Whenever the word "target" appears in a line of the listing, copy that line.

*** Information provided ***

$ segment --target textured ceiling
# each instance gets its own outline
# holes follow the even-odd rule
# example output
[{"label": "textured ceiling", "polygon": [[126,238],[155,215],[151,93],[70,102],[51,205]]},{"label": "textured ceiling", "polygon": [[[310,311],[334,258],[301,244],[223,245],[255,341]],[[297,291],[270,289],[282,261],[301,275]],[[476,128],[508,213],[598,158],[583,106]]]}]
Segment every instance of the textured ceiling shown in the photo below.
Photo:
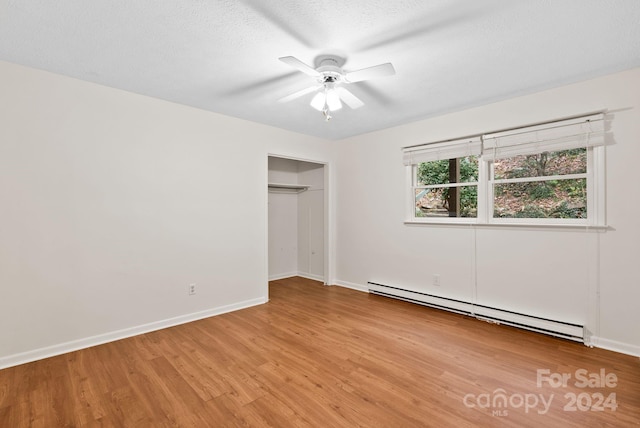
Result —
[{"label": "textured ceiling", "polygon": [[[278,60],[391,62],[325,122]],[[0,60],[339,139],[640,66],[640,0],[0,0]]]}]

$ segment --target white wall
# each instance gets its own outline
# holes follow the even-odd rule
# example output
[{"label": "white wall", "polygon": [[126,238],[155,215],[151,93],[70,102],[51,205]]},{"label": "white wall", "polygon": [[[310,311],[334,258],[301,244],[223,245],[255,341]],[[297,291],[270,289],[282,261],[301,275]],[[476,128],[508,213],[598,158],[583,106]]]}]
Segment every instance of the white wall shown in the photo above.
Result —
[{"label": "white wall", "polygon": [[[640,70],[333,143],[3,62],[0,93],[0,367],[264,302],[268,154],[333,162],[327,281],[586,318],[640,355]],[[605,233],[403,224],[402,146],[602,108]]]},{"label": "white wall", "polygon": [[[428,102],[428,100],[427,100]],[[405,225],[401,147],[609,109],[609,230]],[[640,69],[335,142],[336,278],[586,323],[640,355]],[[432,284],[440,274],[442,285]],[[600,288],[600,301],[597,289]]]},{"label": "white wall", "polygon": [[298,195],[269,193],[269,280],[298,274]]},{"label": "white wall", "polygon": [[3,62],[0,93],[0,367],[266,301],[267,154],[326,142]]},{"label": "white wall", "polygon": [[298,273],[325,281],[324,165],[300,162],[298,180],[310,185],[298,195]]},{"label": "white wall", "polygon": [[[269,157],[269,183],[298,184],[298,161]],[[269,191],[269,280],[298,274],[298,194]]]}]

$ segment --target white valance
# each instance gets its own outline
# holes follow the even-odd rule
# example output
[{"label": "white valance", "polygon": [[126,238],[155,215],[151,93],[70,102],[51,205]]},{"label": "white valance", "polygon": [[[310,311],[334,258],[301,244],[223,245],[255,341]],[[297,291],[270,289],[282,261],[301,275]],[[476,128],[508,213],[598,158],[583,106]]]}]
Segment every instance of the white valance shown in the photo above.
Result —
[{"label": "white valance", "polygon": [[605,144],[602,114],[482,136],[482,159],[494,160]]},{"label": "white valance", "polygon": [[442,159],[455,159],[467,156],[479,156],[482,153],[480,137],[463,138],[443,143],[423,144],[403,149],[405,165],[416,165]]},{"label": "white valance", "polygon": [[604,114],[528,126],[504,132],[403,148],[403,163],[482,155],[483,160],[605,144]]}]

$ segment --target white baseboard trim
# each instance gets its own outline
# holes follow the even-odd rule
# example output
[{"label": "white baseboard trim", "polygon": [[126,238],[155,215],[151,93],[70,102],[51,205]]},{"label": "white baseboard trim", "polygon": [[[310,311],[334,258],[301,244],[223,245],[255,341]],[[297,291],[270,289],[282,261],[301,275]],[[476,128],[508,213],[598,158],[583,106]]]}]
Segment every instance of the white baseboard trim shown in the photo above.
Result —
[{"label": "white baseboard trim", "polygon": [[289,273],[270,275],[269,281],[277,281],[279,279],[293,278],[296,276],[299,276],[300,278],[311,279],[314,281],[320,281],[324,283],[324,277],[322,277],[321,275],[314,275],[312,273],[306,273],[306,272],[289,272]]},{"label": "white baseboard trim", "polygon": [[340,287],[344,287],[344,288],[350,288],[352,290],[356,290],[356,291],[362,291],[364,293],[368,293],[369,292],[369,287],[365,284],[365,285],[361,285],[361,284],[356,284],[354,282],[347,282],[347,281],[340,281],[340,280],[336,280],[334,281],[335,285],[338,285]]},{"label": "white baseboard trim", "polygon": [[617,342],[615,340],[604,339],[602,337],[592,337],[591,343],[596,348],[606,349],[608,351],[620,352],[621,354],[633,355],[640,357],[640,346],[630,343]]},{"label": "white baseboard trim", "polygon": [[269,281],[291,278],[292,276],[298,276],[298,272],[276,273],[275,275],[269,275]]},{"label": "white baseboard trim", "polygon": [[127,337],[137,336],[156,330],[162,330],[164,328],[185,324],[216,315],[221,315],[227,312],[234,312],[240,309],[250,308],[252,306],[267,303],[267,301],[267,297],[259,297],[257,299],[245,300],[243,302],[238,302],[231,305],[220,306],[217,308],[207,309],[205,311],[194,312],[192,314],[181,315],[174,318],[168,318],[148,324],[142,324],[135,327],[129,327],[122,330],[116,330],[109,333],[86,337],[84,339],[72,340],[70,342],[34,349],[32,351],[21,352],[18,354],[8,355],[6,357],[0,357],[0,370],[7,367],[30,363],[32,361],[42,360],[44,358],[54,357],[56,355],[66,354],[68,352],[77,351],[79,349],[90,348],[92,346],[102,345],[104,343],[114,342],[120,339],[126,339]]},{"label": "white baseboard trim", "polygon": [[298,272],[297,276],[324,283],[324,277],[321,275],[314,275],[312,273],[306,273],[306,272]]}]

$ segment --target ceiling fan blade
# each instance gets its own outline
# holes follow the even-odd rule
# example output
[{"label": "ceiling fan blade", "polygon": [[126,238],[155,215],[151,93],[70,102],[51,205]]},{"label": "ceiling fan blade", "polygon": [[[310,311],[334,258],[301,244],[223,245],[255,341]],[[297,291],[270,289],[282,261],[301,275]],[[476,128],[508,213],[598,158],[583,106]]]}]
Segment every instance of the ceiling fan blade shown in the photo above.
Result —
[{"label": "ceiling fan blade", "polygon": [[291,83],[295,82],[296,79],[299,79],[300,75],[297,71],[291,70],[287,74],[282,74],[280,76],[269,77],[262,80],[257,80],[255,82],[251,82],[246,85],[236,86],[235,88],[229,88],[224,92],[220,92],[220,95],[224,96],[235,96],[235,95],[245,95],[253,92],[264,92],[266,88],[271,86],[283,86],[291,80]]},{"label": "ceiling fan blade", "polygon": [[[467,2],[464,8],[446,8],[439,13],[428,13],[418,15],[414,19],[403,22],[394,28],[389,28],[378,37],[369,35],[359,43],[354,43],[354,51],[362,52],[370,49],[393,46],[400,43],[420,43],[424,42],[432,33],[443,30],[462,28],[467,22],[479,21],[485,14],[495,10],[495,1],[489,2]],[[459,11],[462,9],[462,11]]]},{"label": "ceiling fan blade", "polygon": [[[293,25],[290,19],[286,19],[284,16],[281,16],[279,13],[277,13],[277,8],[274,8],[272,4],[255,0],[240,1],[244,3],[245,6],[248,6],[258,14],[262,15],[263,18],[265,18],[267,21],[270,21],[277,28],[280,28],[285,33],[288,33],[295,40],[304,44],[308,48],[313,48],[314,44],[311,43],[311,40],[307,38],[305,34],[302,34],[302,31],[299,31],[299,29],[295,28],[302,27],[304,29],[304,27],[301,25]],[[265,6],[264,3],[266,3],[267,6]],[[298,22],[298,24],[300,24],[300,22]]]},{"label": "ceiling fan blade", "polygon": [[284,62],[285,64],[295,68],[296,70],[300,70],[303,73],[308,74],[309,76],[312,76],[312,77],[320,76],[320,73],[318,73],[316,70],[314,70],[313,68],[311,68],[310,66],[308,66],[307,64],[300,61],[298,58],[294,56],[283,56],[278,59]]},{"label": "ceiling fan blade", "polygon": [[374,65],[373,67],[363,68],[361,70],[352,71],[345,75],[345,79],[349,83],[361,82],[363,80],[369,80],[376,77],[393,76],[396,74],[395,68],[390,62],[380,65]]},{"label": "ceiling fan blade", "polygon": [[311,86],[309,88],[304,88],[298,92],[294,92],[291,95],[287,95],[286,97],[282,97],[278,100],[279,103],[286,103],[289,102],[291,100],[295,100],[296,98],[300,98],[303,95],[306,95],[308,93],[311,93],[313,91],[317,91],[319,89],[318,86]]},{"label": "ceiling fan blade", "polygon": [[360,98],[356,97],[351,93],[351,91],[349,91],[346,88],[343,88],[342,86],[338,86],[336,88],[336,92],[340,96],[340,99],[344,101],[346,105],[348,105],[354,110],[364,105],[364,103],[360,100]]}]

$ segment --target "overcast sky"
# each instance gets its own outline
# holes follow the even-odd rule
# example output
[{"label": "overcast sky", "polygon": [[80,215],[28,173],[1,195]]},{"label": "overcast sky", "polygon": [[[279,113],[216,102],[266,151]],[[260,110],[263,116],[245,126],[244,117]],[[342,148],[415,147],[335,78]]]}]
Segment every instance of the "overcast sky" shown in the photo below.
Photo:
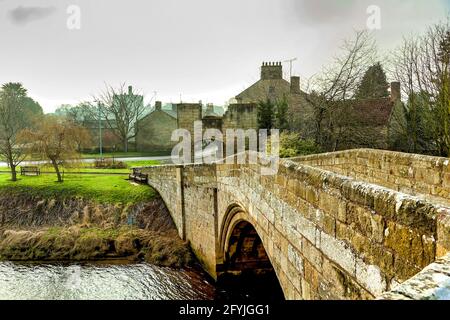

*** End of Information provided ***

_Answer for the task_
$ segment --target textured ceiling
$ segment --target white wall
$ segment --target white valance
$ segment --target white baseboard trim
$ segment --target ceiling fan blade
$ segment --target "overcast sky"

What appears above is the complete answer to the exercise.